◆ Set exercise: Filter the material below, copying every line that contains the string "putter".

◆ Dataset entries:
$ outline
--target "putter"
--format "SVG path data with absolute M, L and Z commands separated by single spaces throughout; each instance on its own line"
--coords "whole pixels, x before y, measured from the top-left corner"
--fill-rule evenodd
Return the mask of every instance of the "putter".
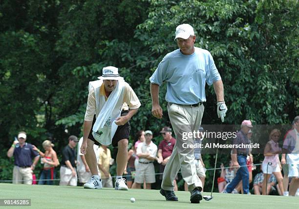
M 215 181 L 215 173 L 216 172 L 216 164 L 217 164 L 217 157 L 218 157 L 218 148 L 217 148 L 217 150 L 216 151 L 216 158 L 215 158 L 215 166 L 214 166 L 214 175 L 213 176 L 213 184 L 212 184 L 212 188 L 211 191 L 211 196 L 210 195 L 204 195 L 202 197 L 204 199 L 207 201 L 209 201 L 212 199 L 213 199 L 213 196 L 212 196 L 213 194 L 213 188 L 214 188 L 214 182 Z
M 272 165 L 272 163 L 271 162 L 268 162 L 267 164 L 267 174 L 266 174 L 266 195 L 267 195 L 267 188 L 268 187 L 268 166 L 269 165 L 271 166 Z

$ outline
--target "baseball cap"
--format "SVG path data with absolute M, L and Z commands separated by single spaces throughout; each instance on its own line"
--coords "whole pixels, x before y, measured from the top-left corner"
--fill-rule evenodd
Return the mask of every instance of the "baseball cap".
M 26 136 L 26 134 L 24 134 L 24 133 L 20 133 L 19 134 L 18 134 L 18 138 L 19 139 L 19 138 L 22 138 L 23 139 L 26 139 L 26 137 L 27 136 Z
M 152 135 L 152 132 L 151 132 L 151 131 L 150 130 L 147 130 L 146 131 L 145 131 L 144 132 L 145 135 L 147 135 L 147 134 L 150 134 L 150 135 Z
M 160 131 L 160 133 L 165 133 L 167 132 L 171 132 L 172 129 L 168 126 L 165 126 L 162 128 L 162 129 Z
M 103 67 L 102 76 L 98 77 L 101 80 L 120 80 L 124 79 L 118 74 L 118 68 L 113 66 L 108 66 Z
M 175 41 L 178 38 L 187 39 L 190 36 L 194 36 L 194 30 L 190 24 L 182 24 L 176 27 Z
M 241 124 L 241 125 L 246 125 L 247 127 L 249 127 L 251 128 L 253 127 L 252 125 L 252 124 L 251 123 L 251 121 L 250 121 L 250 120 L 244 120 L 242 122 L 242 124 Z

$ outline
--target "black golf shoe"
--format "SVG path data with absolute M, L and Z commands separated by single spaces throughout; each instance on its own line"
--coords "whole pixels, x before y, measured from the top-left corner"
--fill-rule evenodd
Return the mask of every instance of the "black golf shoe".
M 164 190 L 161 188 L 160 189 L 160 193 L 165 197 L 166 200 L 169 201 L 178 201 L 177 197 L 174 194 L 173 191 Z
M 202 195 L 199 191 L 198 188 L 195 188 L 191 192 L 190 201 L 191 203 L 199 203 L 199 201 L 202 200 Z

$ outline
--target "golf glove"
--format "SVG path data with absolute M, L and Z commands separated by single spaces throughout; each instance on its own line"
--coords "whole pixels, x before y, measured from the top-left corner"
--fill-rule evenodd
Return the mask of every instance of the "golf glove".
M 221 119 L 222 123 L 224 122 L 224 117 L 225 117 L 225 113 L 227 111 L 227 107 L 225 105 L 225 102 L 224 101 L 218 102 L 217 103 L 217 114 L 218 114 L 218 118 Z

◆ Task response:
--target "putter"
Return the mask of every instance of the "putter".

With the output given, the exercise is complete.